* Page
——————

Student engagement is one of the most important factors in effective teaching and learning. One of the greatest challenges posed by distance learning is how to engage students remotely. Teaching is an interactive, interpersonal process which involves reading the subtleties of human behaviour as indicators of how successful learning has been. A classroom provides a social environment where teachers can read and respond to student behaviour immediately; an online teaching environment is only a substitute for the classroom. This post offers three suggestions for engaging students when teaching online. (For general advice on effective distance learning, see last week’s blog post.)
Jonathan Beale, Researcher-in-Residence, CIRL
1. Foster an online community through several forms of teacher presence
A class is an intellectual and social community; classroom environments foster intellectual and personal bonds between students and between the teacher and the class. Such bonds and the kinds of interaction facilitated in the classroom can also be facilitated online, by fostering an online community, imitative of the classroom community.

——————

* Data supplied

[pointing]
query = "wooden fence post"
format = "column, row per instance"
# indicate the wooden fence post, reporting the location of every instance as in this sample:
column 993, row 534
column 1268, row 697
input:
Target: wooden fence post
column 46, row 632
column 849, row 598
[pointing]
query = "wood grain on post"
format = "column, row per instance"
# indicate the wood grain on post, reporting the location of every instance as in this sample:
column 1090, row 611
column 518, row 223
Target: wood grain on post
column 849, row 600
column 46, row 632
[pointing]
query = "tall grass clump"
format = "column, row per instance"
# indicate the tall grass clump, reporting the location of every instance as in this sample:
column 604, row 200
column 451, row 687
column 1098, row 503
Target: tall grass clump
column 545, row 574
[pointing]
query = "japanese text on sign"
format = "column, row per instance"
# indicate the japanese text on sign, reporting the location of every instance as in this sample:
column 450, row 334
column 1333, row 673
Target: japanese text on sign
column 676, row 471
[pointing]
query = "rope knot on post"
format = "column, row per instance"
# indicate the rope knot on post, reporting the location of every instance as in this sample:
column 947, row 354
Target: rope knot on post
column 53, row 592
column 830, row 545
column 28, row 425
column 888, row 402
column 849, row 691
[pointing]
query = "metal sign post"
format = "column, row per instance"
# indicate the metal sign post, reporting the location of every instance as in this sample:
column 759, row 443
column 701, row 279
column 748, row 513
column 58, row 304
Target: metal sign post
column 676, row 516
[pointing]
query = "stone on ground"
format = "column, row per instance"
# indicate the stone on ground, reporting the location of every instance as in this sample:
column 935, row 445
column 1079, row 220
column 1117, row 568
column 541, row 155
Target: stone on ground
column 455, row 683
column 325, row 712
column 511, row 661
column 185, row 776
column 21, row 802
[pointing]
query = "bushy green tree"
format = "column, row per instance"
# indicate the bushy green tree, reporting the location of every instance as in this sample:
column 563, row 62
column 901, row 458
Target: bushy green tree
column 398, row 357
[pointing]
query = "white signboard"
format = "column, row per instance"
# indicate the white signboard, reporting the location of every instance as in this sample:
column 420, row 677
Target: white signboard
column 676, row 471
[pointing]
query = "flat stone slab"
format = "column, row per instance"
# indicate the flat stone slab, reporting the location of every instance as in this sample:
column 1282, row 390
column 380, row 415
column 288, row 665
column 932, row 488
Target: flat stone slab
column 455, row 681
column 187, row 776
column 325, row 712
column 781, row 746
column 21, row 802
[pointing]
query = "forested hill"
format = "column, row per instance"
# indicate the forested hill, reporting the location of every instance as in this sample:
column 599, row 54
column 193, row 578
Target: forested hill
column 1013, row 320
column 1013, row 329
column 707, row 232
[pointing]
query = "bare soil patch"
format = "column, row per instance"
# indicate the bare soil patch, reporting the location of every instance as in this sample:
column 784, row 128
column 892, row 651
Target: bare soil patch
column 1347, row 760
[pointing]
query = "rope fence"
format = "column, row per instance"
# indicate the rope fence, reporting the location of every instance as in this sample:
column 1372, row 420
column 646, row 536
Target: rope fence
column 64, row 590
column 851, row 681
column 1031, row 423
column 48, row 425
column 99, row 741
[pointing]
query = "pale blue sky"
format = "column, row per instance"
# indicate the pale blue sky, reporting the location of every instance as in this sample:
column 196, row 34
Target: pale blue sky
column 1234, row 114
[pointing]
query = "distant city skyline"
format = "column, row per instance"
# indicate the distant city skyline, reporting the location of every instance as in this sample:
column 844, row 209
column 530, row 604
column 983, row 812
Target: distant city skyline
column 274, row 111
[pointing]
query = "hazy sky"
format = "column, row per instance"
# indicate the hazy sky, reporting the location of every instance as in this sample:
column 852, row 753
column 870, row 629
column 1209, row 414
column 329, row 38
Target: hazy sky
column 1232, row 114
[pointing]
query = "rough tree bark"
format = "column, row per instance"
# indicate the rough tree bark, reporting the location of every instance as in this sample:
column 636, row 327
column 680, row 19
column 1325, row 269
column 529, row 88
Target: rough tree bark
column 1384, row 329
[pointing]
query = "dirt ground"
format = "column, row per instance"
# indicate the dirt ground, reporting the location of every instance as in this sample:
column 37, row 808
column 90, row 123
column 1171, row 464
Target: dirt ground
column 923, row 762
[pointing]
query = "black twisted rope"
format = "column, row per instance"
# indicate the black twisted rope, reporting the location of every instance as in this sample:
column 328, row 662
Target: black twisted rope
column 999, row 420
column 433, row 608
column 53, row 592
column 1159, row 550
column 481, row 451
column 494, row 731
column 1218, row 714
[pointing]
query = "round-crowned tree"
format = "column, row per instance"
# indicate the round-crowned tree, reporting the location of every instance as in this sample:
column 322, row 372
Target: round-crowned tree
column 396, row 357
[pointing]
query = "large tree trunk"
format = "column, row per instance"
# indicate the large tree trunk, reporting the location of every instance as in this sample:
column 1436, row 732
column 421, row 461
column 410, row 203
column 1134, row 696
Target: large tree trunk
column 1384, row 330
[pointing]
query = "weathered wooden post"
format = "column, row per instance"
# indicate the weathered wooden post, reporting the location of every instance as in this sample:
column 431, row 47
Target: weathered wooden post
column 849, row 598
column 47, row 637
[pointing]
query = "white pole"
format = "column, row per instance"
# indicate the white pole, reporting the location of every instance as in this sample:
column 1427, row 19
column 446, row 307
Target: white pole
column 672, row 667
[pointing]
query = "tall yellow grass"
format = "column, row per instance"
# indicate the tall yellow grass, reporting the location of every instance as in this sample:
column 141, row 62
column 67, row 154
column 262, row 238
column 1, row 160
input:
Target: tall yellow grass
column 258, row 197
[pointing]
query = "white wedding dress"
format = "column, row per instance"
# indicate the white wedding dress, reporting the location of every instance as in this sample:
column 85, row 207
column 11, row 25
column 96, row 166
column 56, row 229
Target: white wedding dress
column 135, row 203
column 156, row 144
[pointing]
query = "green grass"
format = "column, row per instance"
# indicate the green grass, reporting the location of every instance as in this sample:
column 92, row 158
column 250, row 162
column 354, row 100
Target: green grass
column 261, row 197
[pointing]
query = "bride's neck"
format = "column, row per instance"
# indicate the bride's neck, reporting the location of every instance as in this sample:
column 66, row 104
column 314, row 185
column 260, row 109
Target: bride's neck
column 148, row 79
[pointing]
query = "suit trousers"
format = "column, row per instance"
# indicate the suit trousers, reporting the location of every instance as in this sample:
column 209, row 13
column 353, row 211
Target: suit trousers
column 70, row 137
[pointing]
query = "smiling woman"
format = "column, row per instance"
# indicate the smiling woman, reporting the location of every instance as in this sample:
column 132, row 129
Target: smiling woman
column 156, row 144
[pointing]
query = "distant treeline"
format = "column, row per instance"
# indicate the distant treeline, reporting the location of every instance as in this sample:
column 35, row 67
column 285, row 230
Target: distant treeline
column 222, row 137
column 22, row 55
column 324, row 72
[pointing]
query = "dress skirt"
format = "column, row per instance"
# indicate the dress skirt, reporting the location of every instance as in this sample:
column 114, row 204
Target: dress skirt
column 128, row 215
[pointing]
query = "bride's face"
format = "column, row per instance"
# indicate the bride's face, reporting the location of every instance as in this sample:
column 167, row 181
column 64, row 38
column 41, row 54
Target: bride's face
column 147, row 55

——————

* Exercises to complete
(A) Using the engagement post's own reasoning, explain in one to three sentences why engaging students remotely is a challenge.
(B) Decide whether each statement agrees with the engagement post, answering yes or no and quoting the deciding words:
(i) The post presents three suggestions for engaging students online.
(ii) The post treats an online teaching environment as a full equivalent of the classroom.
(iii) The bonds formed in a classroom cannot be fostered online.
(C) Shorten the paragraph of the engagement post that begins "A class is an intellectual and social community" into a single sentence that keeps its main facts.
The entries have no connection to the engagement post.

* Responses to the tasks
(A) Teaching is an interactive, interpersonal process in which teachers read the subtleties of student behavior to judge how well learning is going. A classroom lets teachers read and respond to that behavior immediately, while an online environment is only a substitute for the classroom.

(B)
(i) Yes: "This post offers three suggestions for engaging students when teaching online."
(ii) No: "an online teaching environment is only a substitute for the classroom."
(iii) No: "Such bonds and the kinds of interaction facilitated in the classroom can also be facilitated online."

(C) A class is an intellectual and social community, and the bonds and interactions it fosters among students and between teacher and class can also be fostered online by building an online community modeled on the classroom.